## WORK REQUIRED
This task is to restate all of the entries exactly.

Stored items
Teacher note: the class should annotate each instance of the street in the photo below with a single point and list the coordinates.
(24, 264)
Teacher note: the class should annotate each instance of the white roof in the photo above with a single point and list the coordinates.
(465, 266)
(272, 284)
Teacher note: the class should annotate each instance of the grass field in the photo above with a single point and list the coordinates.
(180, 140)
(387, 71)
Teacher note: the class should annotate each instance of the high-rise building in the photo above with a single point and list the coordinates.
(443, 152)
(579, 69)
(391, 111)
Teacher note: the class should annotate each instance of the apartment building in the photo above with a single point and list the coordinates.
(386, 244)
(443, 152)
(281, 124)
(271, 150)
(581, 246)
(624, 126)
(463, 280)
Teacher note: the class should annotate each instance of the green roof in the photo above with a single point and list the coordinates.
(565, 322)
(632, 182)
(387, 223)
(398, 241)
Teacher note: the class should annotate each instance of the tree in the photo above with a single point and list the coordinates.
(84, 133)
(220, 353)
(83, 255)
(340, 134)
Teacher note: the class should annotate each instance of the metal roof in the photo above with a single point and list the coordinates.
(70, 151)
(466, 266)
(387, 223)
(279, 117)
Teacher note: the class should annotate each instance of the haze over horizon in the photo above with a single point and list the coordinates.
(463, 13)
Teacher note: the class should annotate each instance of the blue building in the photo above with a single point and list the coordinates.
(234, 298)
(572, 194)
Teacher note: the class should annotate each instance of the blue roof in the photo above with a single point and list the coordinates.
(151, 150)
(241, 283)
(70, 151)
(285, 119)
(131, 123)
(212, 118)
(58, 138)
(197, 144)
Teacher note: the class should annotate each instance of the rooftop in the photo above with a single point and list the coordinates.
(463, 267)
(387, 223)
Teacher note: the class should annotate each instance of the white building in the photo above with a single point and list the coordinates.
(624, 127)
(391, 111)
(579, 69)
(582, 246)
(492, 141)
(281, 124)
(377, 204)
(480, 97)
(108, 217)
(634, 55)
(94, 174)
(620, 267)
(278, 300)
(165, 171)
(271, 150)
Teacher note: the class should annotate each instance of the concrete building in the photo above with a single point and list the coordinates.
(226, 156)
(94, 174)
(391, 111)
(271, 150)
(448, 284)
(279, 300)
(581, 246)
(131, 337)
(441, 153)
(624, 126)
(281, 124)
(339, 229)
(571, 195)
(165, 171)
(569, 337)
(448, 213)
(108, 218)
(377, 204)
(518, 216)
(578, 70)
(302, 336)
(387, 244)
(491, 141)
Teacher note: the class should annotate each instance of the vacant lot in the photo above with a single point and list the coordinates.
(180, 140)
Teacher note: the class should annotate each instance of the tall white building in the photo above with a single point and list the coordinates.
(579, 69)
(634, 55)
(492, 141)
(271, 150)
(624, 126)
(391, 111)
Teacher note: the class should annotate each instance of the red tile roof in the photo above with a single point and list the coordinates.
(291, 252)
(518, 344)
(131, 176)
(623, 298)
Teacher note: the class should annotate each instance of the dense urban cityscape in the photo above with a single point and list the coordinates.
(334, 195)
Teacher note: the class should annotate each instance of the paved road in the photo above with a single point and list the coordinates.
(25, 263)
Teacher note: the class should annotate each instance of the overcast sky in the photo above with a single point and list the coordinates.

## RESULT BELOW
Teacher note: the class should annotate each instance of the street in the photo below with a single point and list the coordinates.
(24, 264)
Teacher note: the class should annotate each instance of the white roof in the photo above with a single point and list the coordinates.
(465, 266)
(272, 284)
Teacher note: the class should annotate each instance of the grass field in the photo above with a single point and list the coordinates.
(180, 140)
(387, 71)
Teacher note: the class should annotate each instance of the high-rise building in the photo above with a single point and list the coordinates.
(443, 152)
(579, 69)
(391, 111)
Teacher note: the class should annotate each instance of the apartment building in the photo above with a single point and list the coordinates.
(386, 244)
(443, 152)
(281, 124)
(271, 150)
(581, 246)
(624, 126)
(463, 280)
Teacher note: the class should annotate each instance of the green roof in the photo above with a single point and list the coordinates.
(565, 322)
(632, 182)
(387, 223)
(398, 241)
Teacher note: the class should annotate each instance of the tree in the photo above with a single point and list the coordinates.
(84, 133)
(220, 353)
(83, 255)
(340, 134)
Teacher note: the class should annotate each instance of the metal roof in the photo above with a single point and list the coordinates.
(70, 151)
(466, 266)
(387, 223)
(279, 117)
Teacher note: the class should annotate each instance of the haze over horizon in the photo above with a single point and list the coordinates.
(463, 13)
Teacher note: the class should annotate each instance of the blue building in the photo above with a single point and list the coordinates.
(234, 298)
(572, 194)
Teacher note: the class should annotate each instance of the blue roof in the photo above with a single point and list the coordinates.
(151, 150)
(241, 283)
(70, 151)
(285, 119)
(131, 123)
(212, 118)
(58, 138)
(197, 144)
Teacher note: the class should annotate each instance of the rooftop in the photo above with a single point and list the coordinates.
(463, 267)
(387, 223)
Teacher note: the class should annotate each instance of the white building in the photo above with a single point and list the coordinates.
(624, 127)
(391, 111)
(579, 69)
(582, 246)
(492, 141)
(281, 124)
(377, 204)
(480, 97)
(108, 217)
(634, 55)
(94, 174)
(620, 267)
(278, 300)
(165, 171)
(271, 150)
Teacher note: the class should annotate each instance of the concrete building in the photo above with a single point and list the coordinates.
(226, 156)
(94, 174)
(391, 111)
(271, 150)
(448, 284)
(279, 300)
(581, 246)
(131, 337)
(441, 153)
(624, 126)
(281, 124)
(339, 229)
(571, 195)
(165, 171)
(569, 337)
(448, 213)
(108, 218)
(377, 204)
(518, 216)
(578, 70)
(302, 336)
(387, 244)
(491, 141)
Teacher note: the class should annotate each instance of the vacant lot in the photo above with a single point and list the coordinates.
(180, 140)
Teacher note: the class should annotate each instance of the tall white building in the photo above with a single point and list the coordinates.
(579, 69)
(634, 55)
(492, 141)
(271, 150)
(624, 126)
(391, 111)
Teacher note: the class should annotate each instance of the red tile roof in the photo above with a single point and list the coordinates.
(291, 252)
(518, 344)
(131, 176)
(623, 298)
Teacher note: the class should annotate each instance of the dense urban cityscape in the photo above with a single point and list the coordinates.
(334, 195)
Teacher note: the class should annotate each instance of the paved road in the photo above with a single point and list the coordinates.
(25, 263)
Teacher note: the class should annotate each instance of the overcast sky in the photo above with a single point and list the coordinates.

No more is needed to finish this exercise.